#### [Assigned task]
Pull every line with the word "apron" out of the entries below.

#### [Stored entries]

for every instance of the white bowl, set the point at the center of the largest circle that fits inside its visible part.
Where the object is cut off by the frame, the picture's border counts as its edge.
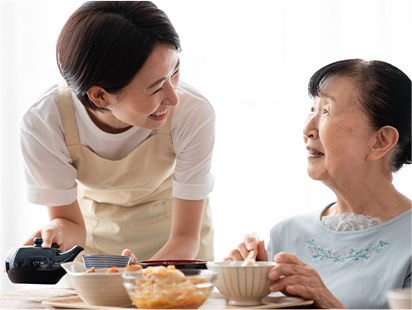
(242, 285)
(98, 288)
(400, 298)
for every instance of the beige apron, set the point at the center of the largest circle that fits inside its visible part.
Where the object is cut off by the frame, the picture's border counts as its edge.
(127, 203)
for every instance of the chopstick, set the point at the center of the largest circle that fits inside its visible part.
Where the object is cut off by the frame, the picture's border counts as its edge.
(251, 258)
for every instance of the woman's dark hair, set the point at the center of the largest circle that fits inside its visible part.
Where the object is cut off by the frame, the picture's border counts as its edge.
(106, 43)
(384, 96)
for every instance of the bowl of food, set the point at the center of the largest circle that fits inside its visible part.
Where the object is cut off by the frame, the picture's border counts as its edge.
(99, 287)
(242, 285)
(399, 298)
(179, 264)
(163, 287)
(105, 261)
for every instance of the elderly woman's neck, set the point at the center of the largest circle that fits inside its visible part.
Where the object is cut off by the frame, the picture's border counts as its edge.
(380, 200)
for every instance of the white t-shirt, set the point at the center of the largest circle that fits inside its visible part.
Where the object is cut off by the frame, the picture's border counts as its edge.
(51, 178)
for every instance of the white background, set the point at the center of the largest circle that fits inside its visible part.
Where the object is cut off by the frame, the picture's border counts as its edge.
(252, 60)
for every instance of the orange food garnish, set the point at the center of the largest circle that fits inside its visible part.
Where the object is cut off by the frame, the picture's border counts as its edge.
(92, 270)
(132, 268)
(112, 270)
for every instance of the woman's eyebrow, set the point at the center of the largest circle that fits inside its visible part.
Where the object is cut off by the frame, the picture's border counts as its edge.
(327, 96)
(163, 78)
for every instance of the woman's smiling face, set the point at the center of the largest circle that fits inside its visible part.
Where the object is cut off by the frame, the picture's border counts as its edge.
(145, 102)
(336, 133)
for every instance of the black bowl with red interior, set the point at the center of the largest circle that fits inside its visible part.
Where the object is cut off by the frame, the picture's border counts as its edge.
(179, 264)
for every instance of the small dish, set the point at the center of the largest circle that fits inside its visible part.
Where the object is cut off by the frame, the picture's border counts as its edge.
(105, 261)
(179, 264)
(98, 288)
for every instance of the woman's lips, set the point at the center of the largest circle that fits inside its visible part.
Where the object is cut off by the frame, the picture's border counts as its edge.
(314, 153)
(159, 115)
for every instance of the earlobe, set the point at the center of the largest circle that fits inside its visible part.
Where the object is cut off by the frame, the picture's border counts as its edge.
(98, 96)
(384, 141)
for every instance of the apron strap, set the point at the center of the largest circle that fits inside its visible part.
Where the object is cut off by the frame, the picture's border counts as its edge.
(64, 98)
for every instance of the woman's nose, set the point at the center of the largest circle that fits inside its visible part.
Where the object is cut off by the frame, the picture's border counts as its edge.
(171, 97)
(310, 129)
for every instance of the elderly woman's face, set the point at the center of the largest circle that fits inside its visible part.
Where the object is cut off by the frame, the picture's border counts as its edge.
(336, 133)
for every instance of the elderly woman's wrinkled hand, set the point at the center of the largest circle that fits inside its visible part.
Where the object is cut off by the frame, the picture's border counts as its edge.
(293, 277)
(250, 242)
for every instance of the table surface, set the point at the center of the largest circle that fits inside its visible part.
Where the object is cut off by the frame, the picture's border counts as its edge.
(32, 299)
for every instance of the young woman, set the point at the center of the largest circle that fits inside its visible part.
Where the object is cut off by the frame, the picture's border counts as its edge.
(120, 152)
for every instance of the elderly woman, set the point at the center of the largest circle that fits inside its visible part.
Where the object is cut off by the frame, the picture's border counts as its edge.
(358, 133)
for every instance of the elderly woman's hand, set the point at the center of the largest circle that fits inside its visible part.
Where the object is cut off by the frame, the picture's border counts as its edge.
(133, 259)
(250, 242)
(293, 277)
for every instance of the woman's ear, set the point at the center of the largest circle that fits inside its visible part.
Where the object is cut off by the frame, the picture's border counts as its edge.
(98, 96)
(384, 140)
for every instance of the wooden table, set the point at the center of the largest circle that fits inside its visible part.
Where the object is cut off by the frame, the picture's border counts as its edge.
(32, 299)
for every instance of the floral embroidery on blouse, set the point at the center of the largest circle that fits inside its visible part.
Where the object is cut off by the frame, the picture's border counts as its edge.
(322, 254)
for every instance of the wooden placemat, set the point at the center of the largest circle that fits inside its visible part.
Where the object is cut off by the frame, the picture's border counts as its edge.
(215, 301)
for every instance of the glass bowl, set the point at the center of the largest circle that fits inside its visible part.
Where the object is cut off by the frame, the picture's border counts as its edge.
(160, 288)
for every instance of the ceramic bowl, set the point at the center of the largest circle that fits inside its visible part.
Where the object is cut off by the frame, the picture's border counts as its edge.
(179, 264)
(242, 285)
(189, 292)
(105, 261)
(98, 288)
(400, 298)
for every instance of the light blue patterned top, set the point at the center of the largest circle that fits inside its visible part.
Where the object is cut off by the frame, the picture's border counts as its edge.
(358, 267)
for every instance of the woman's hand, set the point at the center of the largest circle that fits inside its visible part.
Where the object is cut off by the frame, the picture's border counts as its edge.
(133, 259)
(51, 233)
(293, 277)
(250, 243)
(66, 228)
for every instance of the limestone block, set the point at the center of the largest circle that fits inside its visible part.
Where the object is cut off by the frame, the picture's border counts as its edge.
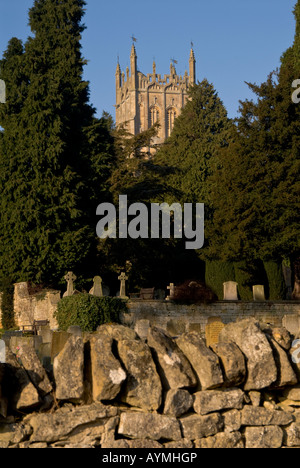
(107, 372)
(233, 363)
(286, 375)
(230, 440)
(232, 420)
(258, 416)
(143, 387)
(263, 437)
(203, 360)
(151, 425)
(174, 368)
(52, 427)
(117, 332)
(292, 435)
(247, 335)
(68, 370)
(178, 402)
(210, 401)
(34, 369)
(196, 427)
(18, 388)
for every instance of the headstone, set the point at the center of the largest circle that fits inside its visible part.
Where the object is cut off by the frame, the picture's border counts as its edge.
(212, 330)
(123, 278)
(70, 278)
(106, 290)
(97, 288)
(2, 92)
(59, 340)
(172, 292)
(74, 330)
(259, 293)
(230, 291)
(141, 328)
(2, 352)
(292, 323)
(287, 273)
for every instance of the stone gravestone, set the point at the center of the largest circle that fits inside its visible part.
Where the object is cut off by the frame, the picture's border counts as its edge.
(97, 288)
(123, 278)
(70, 278)
(212, 330)
(259, 293)
(172, 292)
(230, 291)
(2, 92)
(2, 352)
(292, 323)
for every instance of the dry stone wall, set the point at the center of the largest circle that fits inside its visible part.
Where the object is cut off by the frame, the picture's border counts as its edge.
(116, 389)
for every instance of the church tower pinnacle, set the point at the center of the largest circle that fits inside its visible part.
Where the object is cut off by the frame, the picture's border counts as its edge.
(192, 63)
(143, 100)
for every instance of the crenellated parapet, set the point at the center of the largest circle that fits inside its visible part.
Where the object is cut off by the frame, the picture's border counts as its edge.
(142, 100)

#### [Your response]
for every instance of the beige apron, set the point at the center of the largest circle that fits inside its visible part.
for every instance of the apron strap, set the point at the center of the largest circle that fits inside its visible part.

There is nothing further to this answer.